[Start Provided records]

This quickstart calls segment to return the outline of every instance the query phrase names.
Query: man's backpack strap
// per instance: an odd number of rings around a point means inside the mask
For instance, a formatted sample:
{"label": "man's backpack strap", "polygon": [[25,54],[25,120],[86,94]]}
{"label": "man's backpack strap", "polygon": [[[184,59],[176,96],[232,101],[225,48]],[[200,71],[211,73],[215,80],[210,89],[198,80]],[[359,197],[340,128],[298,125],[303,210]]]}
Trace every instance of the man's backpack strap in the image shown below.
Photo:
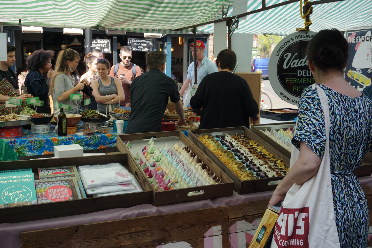
{"label": "man's backpack strap", "polygon": [[132,75],[132,80],[131,81],[132,81],[134,78],[136,77],[136,74],[137,74],[137,65],[133,63],[132,63],[132,73],[133,73],[133,75]]}
{"label": "man's backpack strap", "polygon": [[119,70],[119,66],[120,64],[120,63],[118,63],[115,65],[115,67],[114,67],[114,77],[118,77],[118,70]]}

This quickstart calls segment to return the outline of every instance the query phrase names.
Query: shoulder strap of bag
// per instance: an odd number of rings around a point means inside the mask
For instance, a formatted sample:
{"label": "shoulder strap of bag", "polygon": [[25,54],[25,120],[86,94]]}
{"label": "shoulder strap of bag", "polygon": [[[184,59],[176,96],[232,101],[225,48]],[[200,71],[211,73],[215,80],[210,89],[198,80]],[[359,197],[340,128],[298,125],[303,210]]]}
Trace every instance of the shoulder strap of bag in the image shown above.
{"label": "shoulder strap of bag", "polygon": [[133,63],[132,63],[132,73],[133,73],[133,75],[132,75],[131,80],[132,81],[134,78],[136,77],[136,74],[137,74],[137,65]]}
{"label": "shoulder strap of bag", "polygon": [[114,67],[114,76],[115,77],[118,77],[118,70],[119,70],[119,66],[120,64],[120,63],[118,63],[115,65],[115,67]]}
{"label": "shoulder strap of bag", "polygon": [[329,106],[328,104],[328,97],[327,97],[326,93],[321,87],[318,86],[316,84],[314,84],[311,86],[313,89],[315,89],[316,87],[318,90],[318,94],[319,96],[320,103],[323,109],[323,113],[324,115],[324,124],[326,126],[326,134],[327,139],[329,139],[330,132],[330,116]]}

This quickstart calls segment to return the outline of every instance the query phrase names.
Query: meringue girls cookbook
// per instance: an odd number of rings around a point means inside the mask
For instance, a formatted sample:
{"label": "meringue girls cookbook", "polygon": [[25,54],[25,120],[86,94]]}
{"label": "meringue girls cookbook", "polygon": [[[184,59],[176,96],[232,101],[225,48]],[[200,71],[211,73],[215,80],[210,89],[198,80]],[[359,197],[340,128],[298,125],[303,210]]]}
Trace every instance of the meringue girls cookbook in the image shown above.
{"label": "meringue girls cookbook", "polygon": [[32,170],[0,171],[0,208],[36,204]]}

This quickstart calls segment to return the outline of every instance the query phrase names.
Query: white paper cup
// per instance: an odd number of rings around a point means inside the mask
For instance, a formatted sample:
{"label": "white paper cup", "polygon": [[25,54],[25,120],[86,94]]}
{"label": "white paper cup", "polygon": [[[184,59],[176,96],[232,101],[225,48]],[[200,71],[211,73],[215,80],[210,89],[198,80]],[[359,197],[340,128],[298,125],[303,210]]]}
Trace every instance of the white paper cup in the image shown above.
{"label": "white paper cup", "polygon": [[123,132],[123,129],[124,128],[124,121],[118,120],[115,122],[116,125],[117,132],[119,133]]}

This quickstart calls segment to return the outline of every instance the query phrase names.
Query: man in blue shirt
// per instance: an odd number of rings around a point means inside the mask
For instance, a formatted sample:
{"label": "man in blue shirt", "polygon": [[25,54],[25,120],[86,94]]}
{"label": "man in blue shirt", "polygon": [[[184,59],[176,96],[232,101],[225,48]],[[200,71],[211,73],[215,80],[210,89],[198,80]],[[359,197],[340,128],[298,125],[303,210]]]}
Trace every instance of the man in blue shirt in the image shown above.
{"label": "man in blue shirt", "polygon": [[[192,57],[194,57],[194,42],[190,44],[189,46],[191,48]],[[198,84],[200,84],[204,77],[213,73],[218,71],[216,64],[210,59],[204,56],[204,50],[205,45],[201,41],[196,41],[196,60],[197,65],[196,73],[198,75]],[[183,96],[183,107],[187,107],[190,103],[191,98],[190,95],[185,92],[185,91],[190,86],[192,85],[195,81],[195,73],[194,70],[194,61],[191,62],[187,70],[187,78],[183,82],[181,90],[180,90],[180,96]]]}

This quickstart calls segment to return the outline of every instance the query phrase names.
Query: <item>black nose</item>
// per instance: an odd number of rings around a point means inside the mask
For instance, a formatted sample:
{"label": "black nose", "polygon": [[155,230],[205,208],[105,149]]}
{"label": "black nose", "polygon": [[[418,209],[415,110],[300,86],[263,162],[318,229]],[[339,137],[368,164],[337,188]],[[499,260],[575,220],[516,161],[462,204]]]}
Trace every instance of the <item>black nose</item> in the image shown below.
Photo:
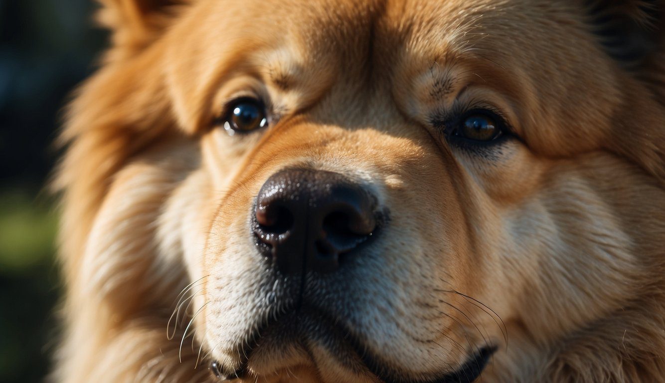
{"label": "black nose", "polygon": [[338,173],[283,170],[257,197],[257,244],[283,273],[332,272],[372,235],[376,205],[368,190]]}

[End Provided records]

■ **Directive**: Retype all the records shown above, character for character. Omit every picture.

■ **Exercise answer**:
This quickstart calls segment to return the outline of every instance the query phrase names.
Query: man's backpack strap
// per instance: an odd number of rings around a point means inside the mask
For instance, a formatted sample:
{"label": "man's backpack strap", "polygon": [[25,54],[25,120],[86,94]]}
{"label": "man's backpack strap", "polygon": [[[184,59],[176,96],[232,101],[225,48]],[[200,71],[211,73],[215,80],[210,89],[198,80]],[[359,197],[340,128],[298,125],[303,210]]]}
Trace every instance of the man's backpack strap in the image shown below.
Photo:
{"label": "man's backpack strap", "polygon": [[132,75],[132,80],[131,81],[132,81],[134,78],[136,77],[136,74],[137,74],[137,65],[133,63],[132,63],[132,73],[133,73],[133,75]]}
{"label": "man's backpack strap", "polygon": [[119,70],[119,66],[120,64],[120,63],[118,63],[115,65],[115,67],[114,67],[114,77],[118,77],[118,70]]}

This quickstart calls segment to return the outline of every instance the query phrase names.
Query: shoulder strap of bag
// per instance: an odd number of rings around a point means inside the mask
For instance, a formatted sample:
{"label": "shoulder strap of bag", "polygon": [[25,54],[25,120],[86,94]]}
{"label": "shoulder strap of bag", "polygon": [[[184,59],[176,96],[232,101],[225,48]],[[200,71],[211,73],[215,80],[210,89],[198,80]],[[359,197],[340,128],[298,125],[303,210]]]}
Trace every instance of the shoulder strap of bag in the image shown above.
{"label": "shoulder strap of bag", "polygon": [[133,63],[132,63],[132,73],[133,73],[133,75],[132,75],[131,80],[132,81],[134,78],[136,77],[136,74],[137,74],[137,65]]}
{"label": "shoulder strap of bag", "polygon": [[114,67],[114,76],[115,77],[118,77],[118,70],[119,70],[119,66],[120,64],[120,63],[118,63],[115,65],[115,67]]}
{"label": "shoulder strap of bag", "polygon": [[329,106],[328,104],[328,97],[327,97],[326,93],[321,87],[318,86],[316,84],[314,84],[311,86],[313,89],[315,89],[316,87],[318,90],[318,94],[319,96],[320,103],[323,109],[323,113],[324,115],[324,124],[326,126],[326,134],[327,139],[329,139],[330,132],[330,116]]}

This quickstart calls segment to return the outline of every instance the query phrase names.
Query: meringue girls cookbook
// per instance: an odd number of rings around a point means inside the mask
For instance, a formatted sample:
{"label": "meringue girls cookbook", "polygon": [[25,54],[25,120],[86,94]]}
{"label": "meringue girls cookbook", "polygon": [[[184,59],[176,96],[232,101],[225,48]],[[200,71],[211,73],[215,80],[210,89],[198,80]],[[359,197],[340,128],[298,125],[303,210]]]}
Trace every instance of the meringue girls cookbook in the image shown above.
{"label": "meringue girls cookbook", "polygon": [[32,170],[0,171],[0,208],[36,204]]}

This quickstart calls segment to return the outline of every instance the query phrase names.
Query: white paper cup
// per instance: an odd number of rings around a point means inside the mask
For instance, a formatted sample:
{"label": "white paper cup", "polygon": [[25,54],[25,120],[86,94]]}
{"label": "white paper cup", "polygon": [[[184,59],[176,96],[232,101],[225,48]],[[200,71],[211,73],[215,80],[210,89],[198,80]],[[359,197],[340,128],[298,125],[303,210]]]}
Trace every instance of the white paper cup in the image shown above.
{"label": "white paper cup", "polygon": [[123,132],[123,129],[124,128],[124,121],[118,120],[115,122],[116,125],[117,132],[119,133]]}

This quickstart calls segment to return the outline of every instance the query phrase names.
Query: man in blue shirt
// per instance: an odd number of rings around a point means inside the mask
For instance, a formatted sample:
{"label": "man in blue shirt", "polygon": [[25,54],[25,120],[86,94]]}
{"label": "man in blue shirt", "polygon": [[[184,59],[176,96],[232,101],[225,48]],[[200,71],[211,73],[215,80],[210,89],[198,80]],[[359,197],[340,128],[298,125],[303,210]]]}
Trace every instance of the man in blue shirt in the image shown above.
{"label": "man in blue shirt", "polygon": [[[192,57],[194,57],[194,42],[190,44],[189,46],[191,48]],[[198,84],[200,84],[204,77],[213,73],[218,71],[216,64],[210,59],[204,56],[204,50],[205,45],[201,41],[196,41],[196,60],[197,65],[196,73],[198,75]],[[183,96],[183,107],[187,107],[190,103],[191,98],[190,95],[185,92],[185,91],[190,86],[192,85],[195,81],[195,73],[194,70],[194,61],[191,62],[187,70],[187,78],[183,82],[181,90],[180,90],[180,96]]]}

This quickstart calls segment to return the outline of every instance the query phrase names.
Query: <item>black nose</item>
// per instance: an odd number of rings around a point means inside the mask
For instance, a formatted sample:
{"label": "black nose", "polygon": [[155,230],[205,208],[105,149]]}
{"label": "black nose", "polygon": [[[418,209],[415,110],[300,86],[263,162],[318,229]],[[339,137],[368,164],[337,188]],[[499,260],[575,220],[516,161],[462,204]]]}
Trace every instance of the <item>black nose</item> in the image shown below.
Photo:
{"label": "black nose", "polygon": [[338,173],[283,170],[257,197],[257,244],[283,273],[332,272],[372,235],[376,205],[368,190]]}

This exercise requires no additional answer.